#### [RECORD EXTRACTS]
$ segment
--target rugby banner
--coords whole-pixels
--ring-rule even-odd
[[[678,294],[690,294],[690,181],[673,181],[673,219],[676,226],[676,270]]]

#### [REQUIRED TASK]
Write out the lines above verbatim, without any alteration.

#### [WORKED SOLUTION]
$ segment
--target rugby banner
--coords whole-pixels
--ring-rule even-odd
[[[678,294],[690,294],[690,181],[673,181],[673,219],[676,226],[676,270]]]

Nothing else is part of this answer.